(Records supplied begins)

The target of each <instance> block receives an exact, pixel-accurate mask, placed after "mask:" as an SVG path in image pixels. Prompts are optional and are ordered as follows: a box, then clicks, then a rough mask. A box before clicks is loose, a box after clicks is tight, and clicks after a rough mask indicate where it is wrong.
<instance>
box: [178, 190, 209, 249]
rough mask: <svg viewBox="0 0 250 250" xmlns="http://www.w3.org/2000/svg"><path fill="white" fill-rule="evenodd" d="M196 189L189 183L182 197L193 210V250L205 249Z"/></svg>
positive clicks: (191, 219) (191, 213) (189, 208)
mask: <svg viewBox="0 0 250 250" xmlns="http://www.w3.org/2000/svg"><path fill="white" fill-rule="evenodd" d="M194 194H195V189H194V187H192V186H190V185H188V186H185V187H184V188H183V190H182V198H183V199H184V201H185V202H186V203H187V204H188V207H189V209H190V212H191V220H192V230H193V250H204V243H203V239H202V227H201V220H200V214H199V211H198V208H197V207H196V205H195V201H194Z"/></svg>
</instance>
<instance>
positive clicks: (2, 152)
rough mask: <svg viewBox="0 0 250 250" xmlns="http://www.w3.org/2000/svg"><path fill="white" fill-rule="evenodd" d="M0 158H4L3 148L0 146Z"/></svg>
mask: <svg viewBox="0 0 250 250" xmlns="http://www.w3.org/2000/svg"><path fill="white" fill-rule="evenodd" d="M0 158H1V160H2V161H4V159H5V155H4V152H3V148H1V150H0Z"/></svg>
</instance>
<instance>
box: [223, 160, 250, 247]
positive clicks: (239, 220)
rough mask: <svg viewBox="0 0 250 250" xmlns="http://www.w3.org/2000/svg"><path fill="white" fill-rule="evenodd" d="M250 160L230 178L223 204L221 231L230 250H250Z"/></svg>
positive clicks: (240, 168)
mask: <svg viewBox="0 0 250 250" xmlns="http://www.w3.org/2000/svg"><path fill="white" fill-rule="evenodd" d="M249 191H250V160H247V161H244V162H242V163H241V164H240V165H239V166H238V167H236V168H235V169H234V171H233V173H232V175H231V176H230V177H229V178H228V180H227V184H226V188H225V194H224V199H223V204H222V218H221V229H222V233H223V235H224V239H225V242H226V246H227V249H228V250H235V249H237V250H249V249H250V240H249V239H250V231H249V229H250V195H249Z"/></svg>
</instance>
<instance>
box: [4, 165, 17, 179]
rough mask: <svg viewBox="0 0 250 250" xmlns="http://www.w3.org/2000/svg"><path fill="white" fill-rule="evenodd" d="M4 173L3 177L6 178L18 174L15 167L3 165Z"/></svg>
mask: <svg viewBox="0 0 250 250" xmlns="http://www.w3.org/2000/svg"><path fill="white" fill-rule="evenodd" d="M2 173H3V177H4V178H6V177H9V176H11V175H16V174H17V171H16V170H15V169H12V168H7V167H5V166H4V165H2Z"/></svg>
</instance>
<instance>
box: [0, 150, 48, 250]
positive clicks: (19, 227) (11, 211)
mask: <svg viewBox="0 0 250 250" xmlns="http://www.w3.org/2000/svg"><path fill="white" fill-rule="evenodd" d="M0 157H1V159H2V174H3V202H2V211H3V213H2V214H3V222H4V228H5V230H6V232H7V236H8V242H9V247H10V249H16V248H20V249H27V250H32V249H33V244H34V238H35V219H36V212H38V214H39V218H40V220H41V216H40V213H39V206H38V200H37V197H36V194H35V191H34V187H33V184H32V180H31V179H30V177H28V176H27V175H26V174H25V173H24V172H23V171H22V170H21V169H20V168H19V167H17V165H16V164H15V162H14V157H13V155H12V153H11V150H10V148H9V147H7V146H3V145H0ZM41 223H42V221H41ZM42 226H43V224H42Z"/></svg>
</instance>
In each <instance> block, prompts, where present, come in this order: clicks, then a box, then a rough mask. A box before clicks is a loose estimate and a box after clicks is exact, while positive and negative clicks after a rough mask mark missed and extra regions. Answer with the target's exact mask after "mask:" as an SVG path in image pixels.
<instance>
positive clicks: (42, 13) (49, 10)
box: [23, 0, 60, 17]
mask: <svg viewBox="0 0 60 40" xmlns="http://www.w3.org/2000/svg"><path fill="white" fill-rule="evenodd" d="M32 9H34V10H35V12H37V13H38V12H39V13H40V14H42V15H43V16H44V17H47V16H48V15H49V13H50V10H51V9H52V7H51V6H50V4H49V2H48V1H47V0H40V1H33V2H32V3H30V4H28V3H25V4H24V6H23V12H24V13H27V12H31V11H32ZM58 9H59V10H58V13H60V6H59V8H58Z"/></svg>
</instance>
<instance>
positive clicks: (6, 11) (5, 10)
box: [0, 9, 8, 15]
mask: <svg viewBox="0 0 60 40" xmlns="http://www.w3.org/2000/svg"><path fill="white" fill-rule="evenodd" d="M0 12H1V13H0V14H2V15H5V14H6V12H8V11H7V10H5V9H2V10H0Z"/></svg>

(Records supplied ends)

Action item - Return all of the data above, character for character, with no changes.

Written reply -
The target of each <instance> block receives an exact, pixel-accurate mask, placed after "mask:" as an SVG path in image pixels. Prompts are optional and are ordered as follows: a box, then clicks, then a rough mask. A box before clicks is loose, a box after clicks is tight, and clicks after a rough mask indicate where it is wrong.
<instance>
box: [178, 190, 209, 249]
rough mask: <svg viewBox="0 0 250 250" xmlns="http://www.w3.org/2000/svg"><path fill="white" fill-rule="evenodd" d="M196 189L189 183L182 197L193 210V250L205 249Z"/></svg>
positive clicks: (191, 219) (191, 213) (189, 208)
mask: <svg viewBox="0 0 250 250" xmlns="http://www.w3.org/2000/svg"><path fill="white" fill-rule="evenodd" d="M194 194H195V189H194V187H192V186H190V185H188V186H185V187H184V188H183V190H182V198H183V199H184V201H185V202H186V203H187V204H188V207H189V209H190V212H191V220H192V230H193V250H204V243H203V239H202V227H201V220H200V214H199V211H198V208H197V207H196V205H195V201H194Z"/></svg>
</instance>
<instance>
positive clicks: (2, 152)
rough mask: <svg viewBox="0 0 250 250" xmlns="http://www.w3.org/2000/svg"><path fill="white" fill-rule="evenodd" d="M0 158H4L3 148L0 146Z"/></svg>
mask: <svg viewBox="0 0 250 250" xmlns="http://www.w3.org/2000/svg"><path fill="white" fill-rule="evenodd" d="M0 158H1V160H2V161H4V159H5V155H4V152H3V148H1V150H0Z"/></svg>
</instance>
<instance>
box: [223, 160, 250, 247]
positive clicks: (239, 220)
rough mask: <svg viewBox="0 0 250 250" xmlns="http://www.w3.org/2000/svg"><path fill="white" fill-rule="evenodd" d="M250 160L230 178L223 204L221 231L230 250H250Z"/></svg>
positive clicks: (240, 168)
mask: <svg viewBox="0 0 250 250" xmlns="http://www.w3.org/2000/svg"><path fill="white" fill-rule="evenodd" d="M249 191H250V160H247V161H244V162H242V163H241V164H240V165H239V166H238V167H236V168H235V169H234V171H233V173H232V175H231V176H230V177H229V178H228V180H227V184H226V188H225V194H224V199H223V204H222V218H221V229H222V233H223V235H224V239H225V242H226V246H227V249H228V250H235V249H237V250H249V249H250V240H249V239H250V231H249V229H250V195H249Z"/></svg>
</instance>
<instance>
box: [4, 165, 17, 179]
rough mask: <svg viewBox="0 0 250 250" xmlns="http://www.w3.org/2000/svg"><path fill="white" fill-rule="evenodd" d="M4 173L3 177L6 178L18 174L15 167L3 165Z"/></svg>
mask: <svg viewBox="0 0 250 250" xmlns="http://www.w3.org/2000/svg"><path fill="white" fill-rule="evenodd" d="M2 173H3V177H4V178H6V177H9V176H11V175H16V174H17V171H16V170H15V169H12V168H7V167H5V166H4V165H2Z"/></svg>
</instance>
<instance>
box: [0, 150, 48, 250]
positive clicks: (19, 227) (11, 211)
mask: <svg viewBox="0 0 250 250" xmlns="http://www.w3.org/2000/svg"><path fill="white" fill-rule="evenodd" d="M0 157H1V159H2V174H3V202H2V211H3V213H2V214H3V222H4V228H5V230H6V232H7V236H8V242H9V247H10V249H16V248H20V249H27V250H32V249H33V244H34V238H35V219H36V212H38V214H39V218H40V220H41V216H40V213H39V206H38V200H37V197H36V194H35V191H34V187H33V184H32V180H31V179H30V177H28V176H27V175H26V174H25V173H24V172H23V171H22V170H21V169H20V168H19V167H17V165H16V164H15V162H14V157H13V155H12V153H11V150H10V148H9V147H7V146H3V145H0ZM41 223H42V221H41ZM42 226H43V224H42Z"/></svg>
</instance>
In each <instance> block, prompts, where present, come in this order: clicks, then a box, then a rough mask. A box before clicks is a loose estimate and a box after clicks is exact, while positive and negative clicks after a rough mask mark missed and extra regions. Answer with the target's exact mask after "mask:" as an SVG path in image pixels.
<instance>
positive clicks: (42, 13) (49, 10)
box: [23, 0, 60, 17]
mask: <svg viewBox="0 0 60 40" xmlns="http://www.w3.org/2000/svg"><path fill="white" fill-rule="evenodd" d="M32 9H34V10H35V12H37V13H38V12H39V13H40V14H42V15H43V16H44V17H47V16H48V15H49V13H50V10H51V9H52V7H51V6H50V4H49V2H48V1H47V0H40V1H33V2H32V3H30V4H28V3H25V4H24V6H23V12H24V13H27V12H31V11H32ZM58 9H59V10H58V13H60V6H59V8H58Z"/></svg>
</instance>
<instance>
positive clicks: (6, 11) (5, 10)
box: [0, 9, 8, 15]
mask: <svg viewBox="0 0 60 40" xmlns="http://www.w3.org/2000/svg"><path fill="white" fill-rule="evenodd" d="M0 12H1V13H0V14H2V15H5V14H6V12H8V11H7V10H5V9H2V10H0Z"/></svg>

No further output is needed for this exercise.